» Record extracts
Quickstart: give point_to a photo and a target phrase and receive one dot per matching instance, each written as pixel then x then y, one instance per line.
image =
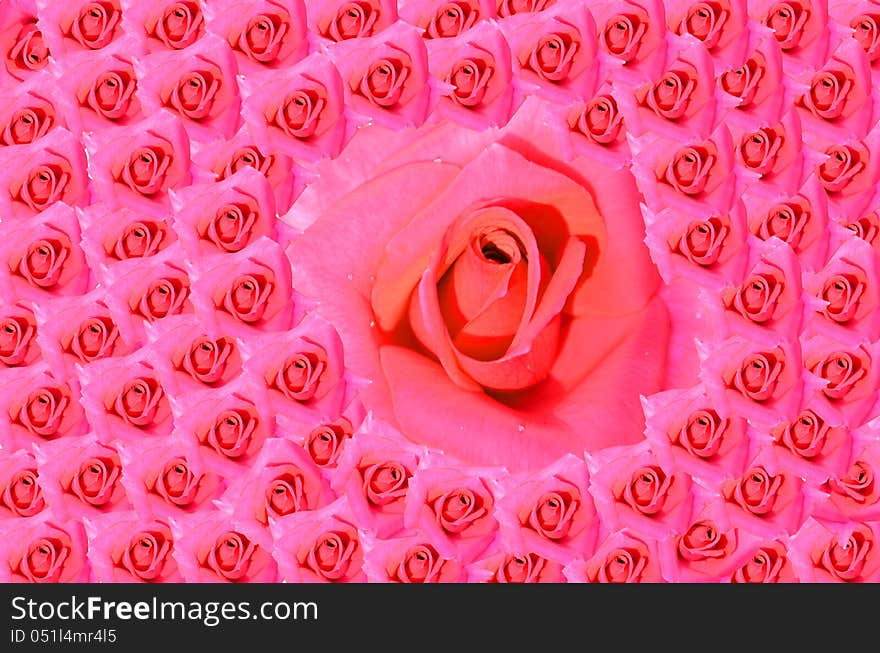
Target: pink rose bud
pixel 43 256
pixel 340 20
pixel 124 547
pixel 477 68
pixel 685 428
pixel 446 19
pixel 828 552
pixel 503 566
pixel 551 512
pixel 286 482
pixel 79 330
pixel 811 444
pixel 633 33
pixel 211 547
pixel 374 471
pixel 387 76
pixel 135 166
pixel 81 476
pixel 44 551
pixel 769 563
pixel 454 510
pixel 411 559
pixel 263 34
pixel 222 159
pixel 319 546
pixel 716 24
pixel 80 25
pixel 124 398
pixel 37 406
pixel 172 24
pixel 621 558
pixel 18 331
pixel 21 494
pixel 102 86
pixel 110 236
pixel 45 172
pixel 197 84
pixel 167 476
pixel 853 494
pixel 707 550
pixel 555 49
pixel 307 118
pixel 766 499
pixel 25 48
pixel 30 110
pixel 638 492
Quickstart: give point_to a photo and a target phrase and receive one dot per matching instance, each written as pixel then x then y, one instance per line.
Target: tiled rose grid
pixel 230 229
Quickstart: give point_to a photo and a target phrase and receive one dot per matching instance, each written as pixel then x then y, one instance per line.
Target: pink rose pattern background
pixel 439 291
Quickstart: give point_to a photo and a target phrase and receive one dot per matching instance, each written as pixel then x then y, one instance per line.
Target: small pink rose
pixel 263 34
pixel 126 548
pixel 18 330
pixel 44 551
pixel 411 559
pixel 20 492
pixel 167 476
pixel 319 546
pixel 211 547
pixel 340 20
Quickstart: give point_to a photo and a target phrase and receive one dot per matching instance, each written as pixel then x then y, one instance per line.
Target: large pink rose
pixel 497 303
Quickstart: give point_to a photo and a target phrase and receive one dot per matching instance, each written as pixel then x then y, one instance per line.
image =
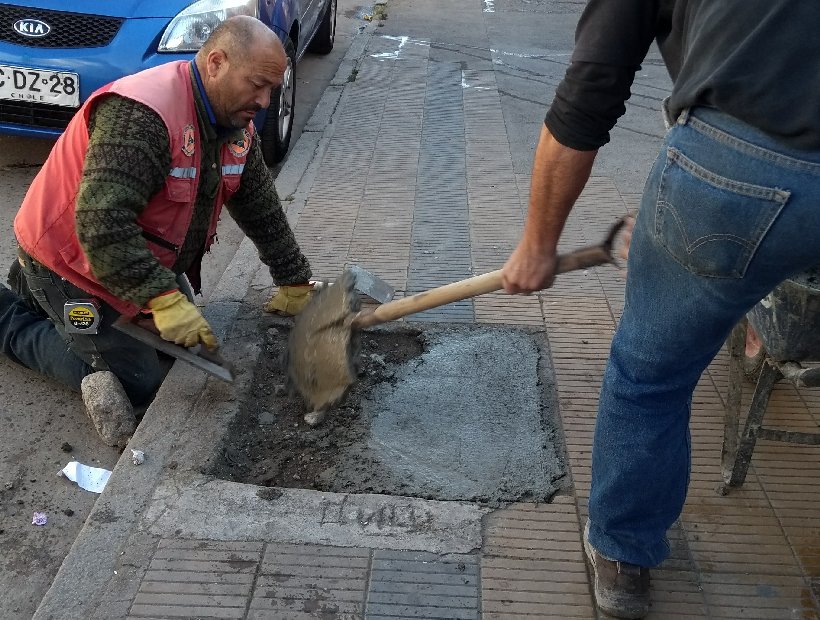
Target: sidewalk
pixel 414 180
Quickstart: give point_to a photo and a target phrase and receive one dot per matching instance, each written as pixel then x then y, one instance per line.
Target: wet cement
pixel 448 412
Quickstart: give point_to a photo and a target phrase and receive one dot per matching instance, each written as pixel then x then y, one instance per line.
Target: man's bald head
pixel 240 63
pixel 237 36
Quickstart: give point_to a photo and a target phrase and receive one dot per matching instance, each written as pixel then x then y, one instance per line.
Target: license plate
pixel 40 86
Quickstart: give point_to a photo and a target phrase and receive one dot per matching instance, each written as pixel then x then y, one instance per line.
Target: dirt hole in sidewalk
pixel 439 411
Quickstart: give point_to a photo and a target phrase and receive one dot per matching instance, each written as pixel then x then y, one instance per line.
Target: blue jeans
pixel 727 214
pixel 32 334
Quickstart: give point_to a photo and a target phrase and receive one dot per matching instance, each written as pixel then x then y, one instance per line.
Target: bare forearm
pixel 558 176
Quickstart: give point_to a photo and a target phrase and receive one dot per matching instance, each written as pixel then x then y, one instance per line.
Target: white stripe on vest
pixel 235 169
pixel 183 173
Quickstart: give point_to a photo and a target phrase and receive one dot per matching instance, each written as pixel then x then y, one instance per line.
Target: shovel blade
pixel 367 283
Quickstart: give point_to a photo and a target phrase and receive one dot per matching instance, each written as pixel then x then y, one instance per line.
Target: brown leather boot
pixel 621 589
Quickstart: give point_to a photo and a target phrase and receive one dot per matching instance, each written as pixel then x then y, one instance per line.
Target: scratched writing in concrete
pixel 368 515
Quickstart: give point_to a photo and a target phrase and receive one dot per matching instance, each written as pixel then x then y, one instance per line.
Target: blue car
pixel 54 54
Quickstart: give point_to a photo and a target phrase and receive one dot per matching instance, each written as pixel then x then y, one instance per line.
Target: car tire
pixel 278 125
pixel 322 43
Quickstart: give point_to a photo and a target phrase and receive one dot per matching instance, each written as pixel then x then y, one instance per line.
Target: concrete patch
pixel 185 509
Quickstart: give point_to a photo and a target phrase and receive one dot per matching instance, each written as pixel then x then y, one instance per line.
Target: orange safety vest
pixel 45 226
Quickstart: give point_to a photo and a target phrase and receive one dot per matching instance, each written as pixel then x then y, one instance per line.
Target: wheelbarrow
pixel 779 339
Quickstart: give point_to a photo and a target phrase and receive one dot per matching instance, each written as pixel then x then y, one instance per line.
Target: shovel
pixel 321 351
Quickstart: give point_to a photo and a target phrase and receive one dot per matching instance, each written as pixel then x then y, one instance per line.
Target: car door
pixel 312 11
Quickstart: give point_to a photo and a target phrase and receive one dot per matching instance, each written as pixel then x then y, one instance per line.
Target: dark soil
pixel 269 444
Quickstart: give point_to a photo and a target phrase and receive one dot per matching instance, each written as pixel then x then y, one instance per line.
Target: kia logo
pixel 33 28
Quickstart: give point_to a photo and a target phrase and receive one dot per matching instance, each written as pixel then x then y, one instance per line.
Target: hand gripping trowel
pixel 208 360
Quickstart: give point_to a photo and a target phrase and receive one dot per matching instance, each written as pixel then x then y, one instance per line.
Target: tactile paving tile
pixel 310 581
pixel 423 585
pixel 193 578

» How to complete this task
Leave the pictures out and print the records above exactly as they stand.

» The answer
Quickstart: give point_to a photo and a target phrase and receive one dot per matching instance, each written as pixel then x then y, one instance per line.
image =
Target: pink rose bud
pixel 43 256
pixel 340 20
pixel 124 547
pixel 477 68
pixel 685 428
pixel 446 19
pixel 828 552
pixel 503 566
pixel 551 512
pixel 286 482
pixel 79 330
pixel 811 444
pixel 633 33
pixel 211 547
pixel 374 471
pixel 387 76
pixel 135 166
pixel 81 476
pixel 44 551
pixel 769 563
pixel 454 510
pixel 411 559
pixel 263 34
pixel 222 159
pixel 319 546
pixel 716 24
pixel 80 25
pixel 124 398
pixel 37 406
pixel 172 24
pixel 621 558
pixel 18 331
pixel 21 494
pixel 102 86
pixel 110 236
pixel 45 172
pixel 197 84
pixel 167 476
pixel 853 494
pixel 707 550
pixel 555 49
pixel 307 118
pixel 766 499
pixel 25 48
pixel 30 110
pixel 638 492
Quickstart: give point_to a photo and a target phrase and receive one dot per matching instance, each written as pixel then x then y, one instance per line.
Target: tiled rose grid
pixel 230 229
Quickstart: give point_to a photo and a target phrase and receive one dot per matching instance, each written as pixel then x then y, one instance per line.
Target: pink rose pattern background
pixel 439 291
Quickstart: give point_to a photo and a target phrase and receive one dot per matching instance, each written as pixel then x then y, one instance per line.
Target: small pink rose
pixel 263 34
pixel 126 548
pixel 18 330
pixel 44 551
pixel 411 559
pixel 20 492
pixel 167 476
pixel 319 546
pixel 211 547
pixel 340 20
Quickstart: give point_to a photo and a target phrase and receive one dot per matching instance, each written as pixel then x then y, one instance per line.
Target: large pink rose
pixel 497 303
Quickstart: give point_to a photo and a target phrase and receive one dot per matching instance, each written as pixel then x then y, one instance per line.
image =
Target: sidewalk
pixel 414 180
Quickstart: give point_to a photo and a target phrase and receive one dot per matching instance, each written as pixel then x then y, one instance per line.
Target: wet cement
pixel 448 412
Quickstart: give point_to a photo and a target phrase and receive one dot per matching instance, each written as pixel then x then y, one instance per line.
Target: man's bald head
pixel 240 63
pixel 237 36
Quickstart: give point_to a photo and a target phrase and receive one dot per matching instance, each written as pixel then x then y, one instance per line.
Target: license plate
pixel 40 86
Quickstart: give point_to a photo and a target phrase and receive one dot per matching instance, each written as pixel then x then y, one instance per line.
Target: dirt hole in sidewalk
pixel 439 411
Quickstart: give point_to a photo and a target phrase and receive one dot per matching instance, each written as pixel then x then y, one instance per line.
Target: blue jeans
pixel 727 214
pixel 32 334
Quickstart: give point_to a photo and a target phrase and receive one dot per matching instance, each written as pixel then x then y, one instance per line.
Target: bare forearm
pixel 558 176
Quickstart: give point_to a photo and a target phrase and receive one dot per matching instance, each written as pixel then x then y, one instance per line.
Target: white stripe on vest
pixel 235 169
pixel 183 173
Quickstart: give point_to a photo and a target phrase and receive one dot per matching instance, each written as pixel then x then y, one instance per line.
Target: shovel blade
pixel 367 283
Quickstart: give point_to a photo and a target phrase and receive one dot per matching instance, each written as pixel then x then y, one instance per line.
Target: brown leather boot
pixel 621 589
Quickstart: give point_to a photo and a target phrase and receive one dot per matching instance, each written as pixel then x then y, one instance per line.
Target: scratched writing in concrete
pixel 368 515
Quickstart: give point_to a photo and a target phrase and receive one dot per matching instance, each written as pixel then x then y, one instance per line.
Target: blue car
pixel 54 54
Quickstart: give point_to a photo and a target phrase and receive one dot per matching instance, each written as pixel then x then y, one instance per line.
Target: car tire
pixel 278 125
pixel 322 43
Quickstart: give point_to a photo and a target phrase and receive one dot per matching instance, each written as pixel then x then y, one instance per line.
Target: concrete patch
pixel 185 509
Quickstart: give point_to a photo and a target phrase and receive one dot per matching instance, each written as pixel then x then y, one instance per line.
Target: orange safety vest
pixel 45 226
Quickstart: give point_to a photo and a target phrase and receive one dot per matching instance, each written as pixel then x then y, one instance per line.
Target: wheelbarrow
pixel 779 339
Quickstart: give point_to a photo and a target phrase and receive one dot per matching instance, each written as pixel then x then y, one instance per line.
Target: shovel
pixel 321 351
Quickstart: give point_to a photo and a target phrase and receive one dot per matching instance, each written as pixel then x then y, one instance per line.
Target: car door
pixel 312 11
Quickstart: give point_to a photo and a target phrase and receive one dot per matching instance, each written as pixel then x then y, one instance per line.
Target: dark soil
pixel 269 444
Quickstart: give point_to a photo and a target phrase and receive one dot per matching instance, each written as pixel then x then y, one instance per line.
Target: kia logo
pixel 33 28
Quickstart: give point_to a photo and a target phrase and receive one dot per matching instance, each written as pixel then x then y, one instance per line.
Target: hand gripping trowel
pixel 208 360
Quickstart: give point_to a photo and a target phrase and receive one dot per matching instance, each written as pixel then x then y, one instance per line.
Target: tactile paving tile
pixel 310 581
pixel 423 585
pixel 193 578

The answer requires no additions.